Selection.

▽

Meta data driven approach to data lakes – avoiding a data swamp!
Meta data driven approach to data lakes – avoiding a data swamp!
Meta data driven approach to data lakes – avoiding a data swamp!
While data modernisation projects offer numerous advantages to a business by enabling greater access to data insights that can drive business benefits, they are still fraught with development issues. Any solution that ingests vast amounts of that data needs to be architected and developed correctly, otherwise they will struggle to deliver value. A primary challenge in building a Data Lake is being able to ingest the data required in a timely and cost-effective manner. Equally, new and evolving requirements around data privacy and the protection of Personally Identifying Information (PII) data, drives the need for a robust process to handle data and ensure that appropriate measures are applied consistently, particularly as the data sources expand. Taking a brute force approach to bringing data into a lake may lead to ballooning costs and could lead to ongoing development issues that will be difficult to rectify.
This paper highlights the data modernisation journey of a leading personal lines insurer and the differentiated approach adopted that helped in minimising the amount of coding in building a cloud hosted Data Lake; while ensuring that all the relevant security, auditing and privacy requirements were robustly managed.
Ageas UK is one of the largest general insurers in the United Kingdom, providing insurance to over five million customers. It offers car, home, pet, and small business insurance through brokers, affinity partners and its own brands.
Insurance, in a way, has always been data driven so it is somewhat of a surprise when you consider it is not one of the first sectors to really embrace data modernisation to its full potential. There can be a general lack of purpose to large amounts of data generated and therefore a large amount of value can be left on the table.
Ageas UK identified this opportunity and initiated a significant data modernisation programme to unlock the full potential of its data. Ageas UK understood that by proactively driving the transformation to become a modern, data driven organisation, it could deliver on new opportunities and innovation, whilst meeting the expectations of its customers and regulators.
A centralised data function was created, and it set about realising the benefits offered by ‘doing more’ with its data. The first step of this transformation centred on the implementation of a Data Lake, bringing together a volume and variety of data that had never been seen before by Ageas UK, and making it available to the business, which in turn unlocked new insights and analysis.
Ageas UK collaborated with EXL to embark on this journey to enable and deliver modern data platforms while working towards delivering an industry-leading data organisation that is future-proof and provides relevant opportunities to unlock value and insights.

△

Answer these from the article on data lakes:
1. How many customers does Ageas UK provide insurance to?
2. What did the first step of the Ageas UK transformation center on?
3. Which company did Ageas UK collaborate with on this journey?

Dataset entries.
▽

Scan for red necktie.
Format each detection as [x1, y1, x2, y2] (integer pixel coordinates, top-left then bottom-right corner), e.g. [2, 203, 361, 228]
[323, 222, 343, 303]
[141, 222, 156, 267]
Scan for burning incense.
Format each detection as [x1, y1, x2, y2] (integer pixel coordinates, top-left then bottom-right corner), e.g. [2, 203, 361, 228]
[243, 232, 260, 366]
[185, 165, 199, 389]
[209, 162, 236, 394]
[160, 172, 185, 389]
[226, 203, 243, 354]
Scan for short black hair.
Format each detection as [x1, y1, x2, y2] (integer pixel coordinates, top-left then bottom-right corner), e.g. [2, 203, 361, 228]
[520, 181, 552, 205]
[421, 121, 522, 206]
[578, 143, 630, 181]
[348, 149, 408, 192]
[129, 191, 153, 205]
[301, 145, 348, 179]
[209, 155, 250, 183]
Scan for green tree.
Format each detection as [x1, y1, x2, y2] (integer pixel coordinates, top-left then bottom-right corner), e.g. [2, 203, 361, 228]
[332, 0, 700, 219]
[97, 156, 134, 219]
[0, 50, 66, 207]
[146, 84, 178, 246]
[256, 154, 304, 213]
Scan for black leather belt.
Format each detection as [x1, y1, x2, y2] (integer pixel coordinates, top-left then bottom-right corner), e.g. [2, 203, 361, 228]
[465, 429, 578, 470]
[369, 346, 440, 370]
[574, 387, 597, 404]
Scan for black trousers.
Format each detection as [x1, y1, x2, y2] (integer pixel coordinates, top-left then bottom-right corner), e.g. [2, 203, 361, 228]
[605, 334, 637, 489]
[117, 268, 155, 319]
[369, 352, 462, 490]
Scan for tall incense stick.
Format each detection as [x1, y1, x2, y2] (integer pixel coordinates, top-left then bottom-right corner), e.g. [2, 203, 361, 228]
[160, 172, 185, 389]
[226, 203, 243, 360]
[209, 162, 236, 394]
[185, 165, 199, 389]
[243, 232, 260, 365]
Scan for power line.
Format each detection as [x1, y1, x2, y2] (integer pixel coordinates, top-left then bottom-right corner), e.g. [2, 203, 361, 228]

△

Result for this task.
1. Over five million customers.
2. The implementation of a Data Lake.
3. EXL.